Duzentos anos do nascimento de Henry Thoreau

Artigo de José Eustáquio Diniz Alves

“O governo, mesmo no seu melhor estado, não é mais que um mal necessário
e, em seu pior estado, é um mal intolerável”
Thomas Paine (O senso comum, 1776)

Henry David Thoreau (12/07/1817-06/05/1862)

No dia 12 de julho de 2017 o mundo vai comemorar os duzentos anos do nascimento de Henry David Thoreau (12/07/1817-06/05/1862), uma das figuras mais emblemáticas e inspiradoras do século XIX. De uma pequena, mas rica bibliografia, dois textos de Thoreau tiveram amplo impacto no mundo e servem de referência revolucionária ainda hoje no século XXI: O texto “A desobediência civil” (publicado em 1849), e “Walden, ou, A vida nos bosques” (publicado originalmente em 1854).
Vejamos o primeiro. O impacto social e político da ideia de “Desobediência civil” foi enorme. Mas antes de relatar os frutos deste escrito, é preciso dizer que Thoreau foi influenciado por outro panfleto do século XVIII que também foi igualmente inspirador e revolucionário: trata-se de “O senso comum” de Thomas Paine, escrito em 1776, e que funcionou como uma centelha para deflagrar a independência dos Estados Unidos.
É interessante ver como Thoreau e Paine sugerem que os cidadãos dos Estados Unidos devem desobedecer seu governo, mas as maneiras de desobediência estão condicionadas ao tipo de governo a ser desobedecido. Paine propõe desobedecer a monarquia britânica, por isso as maneiras que ele sugere agir é seccionando, criando um novo governo e criando novas leis, via a Independência. Thoreau, escrevendo numa época em que os Estados Unidos eram escravistas e estavam em guerra contra o México, contra os índios e contra a natureza, propõe que as pessoas desobedecem às leis do governo injusto (que décadas antes foram o resultado da desobediência de Paine).
A desobediência e rebelião de Paine está enraizada no fato de que ele e outros americanos foram maltratados pela monarquia britânica. Eles estavam insatisfeitos com sua situação como uma colônia, então eles escolheram pararem de ser colonizados. A desobediência e rebelião de Thoreau está enraizada em algo muito diferente. Na época, ele era um transcendentalista, o que significava que queria que sua mente transcendesse a cultura e a sociedade. Portanto, é natural que ele pensasse que sua razão era mais poderosa e mais correta do que as leis impostas pelo governo dominador e explorador.
Paine e Thoreau escreveram para fazer com que as pessoas se levantassem contra as injustiças impostas pelos governos. Suas mensagens são semelhantes, mas sujeitas ao contexto do período de tempo em que os escritores viveram. Claramente, seus recados são transcendentes do tempo, enquanto as especificidades de seus escritos são baseadas em seus períodos históricos, pois as ideias gerais de desobediência civil e rebelião são intemporais.

========

▶ Problema proposto 1
Liste os títulos de todas as obras escritas citadas no artigo sobre Thoreau.
▶ Problema proposto 2
Traduza para o inglês esta frase do artigo sobre Thoreau: "Paine e Thoreau escreveram para fazer com que as pessoas se levantassem contra as injustiças impostas pelos governos".
▶ Problema proposto 3
Prossiga com o artigo sobre Thoreau a partir da última frase apresentada.

[Registros brutos]
========

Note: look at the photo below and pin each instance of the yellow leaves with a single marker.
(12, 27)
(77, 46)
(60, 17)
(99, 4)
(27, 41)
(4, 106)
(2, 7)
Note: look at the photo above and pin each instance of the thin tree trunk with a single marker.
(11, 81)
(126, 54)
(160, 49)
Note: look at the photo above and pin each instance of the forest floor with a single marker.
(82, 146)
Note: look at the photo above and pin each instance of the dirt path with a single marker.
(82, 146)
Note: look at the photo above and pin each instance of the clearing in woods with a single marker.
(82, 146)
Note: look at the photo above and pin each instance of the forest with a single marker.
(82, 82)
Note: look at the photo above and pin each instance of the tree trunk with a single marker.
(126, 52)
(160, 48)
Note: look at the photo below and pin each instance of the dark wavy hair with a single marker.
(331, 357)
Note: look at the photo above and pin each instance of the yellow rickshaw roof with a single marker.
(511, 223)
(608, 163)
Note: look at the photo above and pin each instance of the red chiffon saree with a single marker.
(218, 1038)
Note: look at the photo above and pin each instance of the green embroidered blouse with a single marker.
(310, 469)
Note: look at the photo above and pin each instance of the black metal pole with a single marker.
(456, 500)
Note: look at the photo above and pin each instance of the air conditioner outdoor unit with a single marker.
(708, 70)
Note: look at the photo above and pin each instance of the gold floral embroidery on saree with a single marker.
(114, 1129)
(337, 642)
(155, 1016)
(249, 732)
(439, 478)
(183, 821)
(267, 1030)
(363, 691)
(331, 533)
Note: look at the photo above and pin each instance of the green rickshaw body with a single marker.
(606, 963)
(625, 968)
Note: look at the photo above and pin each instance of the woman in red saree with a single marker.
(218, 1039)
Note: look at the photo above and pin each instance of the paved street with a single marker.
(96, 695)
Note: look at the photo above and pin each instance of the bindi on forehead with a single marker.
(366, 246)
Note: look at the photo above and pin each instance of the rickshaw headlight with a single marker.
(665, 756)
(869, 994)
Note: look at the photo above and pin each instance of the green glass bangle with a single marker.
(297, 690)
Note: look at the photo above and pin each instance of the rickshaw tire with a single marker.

========

▶ Resultado da tarefa 1
- "O senso comum"
- "A desobediência civil"
- "Walden, ou, A vida nos bosques"

▶ Resultado da tarefa 2
Paine and Thoreau wrote to make people rise up against the injustices imposed by governments.

▶ Resultado da tarefa 3
Thoreau foi fundamental para a luta contra a escravidão nos EUA e pela defesa dos direitos indígenas e da natureza. Porém, a difusão dos princípios da desobediência civil pelo mundo, teve início quando Leon Tolstói (1828-1910) passou a utilizar a ideia no combate ao totalitarismo czarista na Rússia. Em seguida, Mohandas Gandhi utilizou os mesmos princípios, num primeiro momento, na luta contra a discriminação racial na África do Sul e, num segundo momento, na luta pacífica pela independência da Índia. Mahatma Gandhi tinha em Thoreau sua referência máxima. Também foi com base no texto da desobediência civil que Martin Luther King organizou a luta não violenta contra a discriminação racial e pelos direitos civis nos Estados Unidos, cem anos após a publicação do texto original de Thoreau.
A outra contribuição fundamental de Thoreau se deu na área ecológica, com a publicação do livro “Walden, ou, A vida nos bosques” (publicado originalmente em 1854), que apresenta as suas reflexões sobre a defesa dos direitos da natureza, a vida selvagem (Wilderness) e a crítica ao desenvolvimento econômico consumista. Ele construiu sozinho uma pequena cabana às margens do lago Walden, localizado nas florestas ao redor da cidade de Concord e lá viveu de 1945 a 1947, mostrando ser possível uma vida simples (“E acordar com a passarada, sem rádio e sem notícia, da terra civilizada”), com pouco trabalho, muitas caminhadas, observação da natureza, leitura, escrita e auto-responsabilidade com a alimentação e os afazeres domésticos.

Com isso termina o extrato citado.